**Passage given**
***
Back in July, Webster made a list of 200 college students whom he claimed are committing voter fraud because they pay out-of-state tuition rates but are registered to vote in the state.

According to Eric Russell of the Bangor Daily News, in order in vote in Maine someone has to be a U.S. citizen, be 17 years old to register and 18 to vote, and establish and maintain a residency in the municipality where they would register. In order to establish residency, according to the Daily News:

Students have the right to register in the municipality where they attend school as long as they have established residency. They are then subject to the same residency requirements but cannot be asked to meet additional requirements.

Determining established residency is left to municipal clerks and they can consider the following factors in determining established residency: a direct statement or oath, a motor vehicle registration, an income tax return, a piece of mail listing a current address or any other objective facts.

None of these is required, however.
***
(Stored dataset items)
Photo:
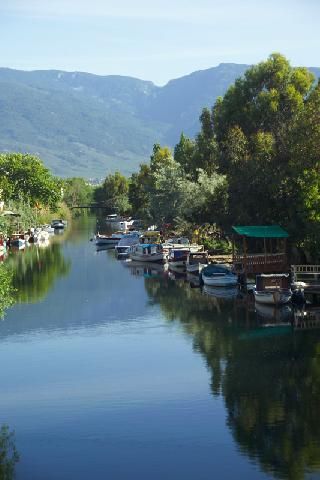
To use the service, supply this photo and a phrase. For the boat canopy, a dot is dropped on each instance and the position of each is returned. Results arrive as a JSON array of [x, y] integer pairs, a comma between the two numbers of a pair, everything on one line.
[[215, 268], [181, 253], [146, 245], [261, 231]]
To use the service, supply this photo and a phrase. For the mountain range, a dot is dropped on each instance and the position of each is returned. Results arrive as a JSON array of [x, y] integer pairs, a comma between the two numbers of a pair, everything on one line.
[[88, 125]]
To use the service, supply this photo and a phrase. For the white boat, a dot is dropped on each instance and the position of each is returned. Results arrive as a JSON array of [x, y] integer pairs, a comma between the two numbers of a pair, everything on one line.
[[147, 252], [272, 289], [41, 236], [48, 228], [178, 258], [181, 242], [131, 238], [121, 223], [221, 292], [17, 240], [108, 239], [196, 262], [57, 224], [219, 275], [146, 269]]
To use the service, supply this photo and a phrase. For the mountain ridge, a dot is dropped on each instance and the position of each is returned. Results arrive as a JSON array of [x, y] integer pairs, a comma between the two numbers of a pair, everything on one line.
[[86, 124]]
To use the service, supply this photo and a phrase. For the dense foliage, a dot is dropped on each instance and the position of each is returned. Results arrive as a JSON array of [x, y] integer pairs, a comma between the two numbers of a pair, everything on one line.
[[24, 177], [6, 289]]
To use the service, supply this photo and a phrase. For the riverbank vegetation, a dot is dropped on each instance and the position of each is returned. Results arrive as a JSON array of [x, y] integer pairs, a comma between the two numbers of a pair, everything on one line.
[[256, 160]]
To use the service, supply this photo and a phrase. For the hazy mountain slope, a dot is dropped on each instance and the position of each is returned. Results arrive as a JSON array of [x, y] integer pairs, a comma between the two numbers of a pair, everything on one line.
[[84, 124], [181, 101]]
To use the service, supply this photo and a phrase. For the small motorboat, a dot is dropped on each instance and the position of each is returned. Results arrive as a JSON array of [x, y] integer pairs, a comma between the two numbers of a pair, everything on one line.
[[272, 289], [178, 258], [147, 252], [196, 262], [57, 224], [129, 239], [17, 240], [219, 275], [113, 239]]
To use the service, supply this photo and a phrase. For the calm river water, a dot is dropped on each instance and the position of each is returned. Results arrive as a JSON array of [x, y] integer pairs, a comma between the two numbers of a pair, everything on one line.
[[118, 372]]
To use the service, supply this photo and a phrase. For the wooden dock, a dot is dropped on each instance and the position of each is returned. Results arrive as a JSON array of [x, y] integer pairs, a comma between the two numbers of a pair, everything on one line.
***
**Set exercise A**
In the passage on Maine voter residency, what is the minimum age for registering to vote in Maine?
**Set exercise B**
Edit the passage on Maine voter residency by writing out everything from "Students have the" down to "meet additional requirements." with "municipality" replaced by "town".
**Set exercise C**
Pick up the passage on Maine voter residency after its final sentence and continue it.

**Exercise output A**
Someone must be 17 years old to register.

**Exercise output B**
Students have the right to register in the town where they attend school as long as they have established residency. They are then subject to the same residency requirements but cannot be asked to meet additional requirements.

**Exercise output C**
As TPM wrote in July, the University of Maine only allowed students who had previously lived in the state to get the discounted tuition rate — and Webster didn’t have any evidence that the named students voted in more than one state or didn’t establish residency. When asked about the specifics, Webster said at the time: “I only dealt with what was the easiest thing to find.”

Maine’s Secretary of State said he would investigate the allegations.

“We’ll let this play out,” Webster said. “I’m willing to take the criticism I’m getting. What I find bizarre is that anyone would think I would bring up something that wasn’t a problem.”

“He doesn’t want students to vote in Maine. Everything else he’s said has been a smoke screen,” Ben Grant, chair of the Maine Democratic Party, told the Daily News. “The key issue is people voting in more than one place and that hasn’t happened.”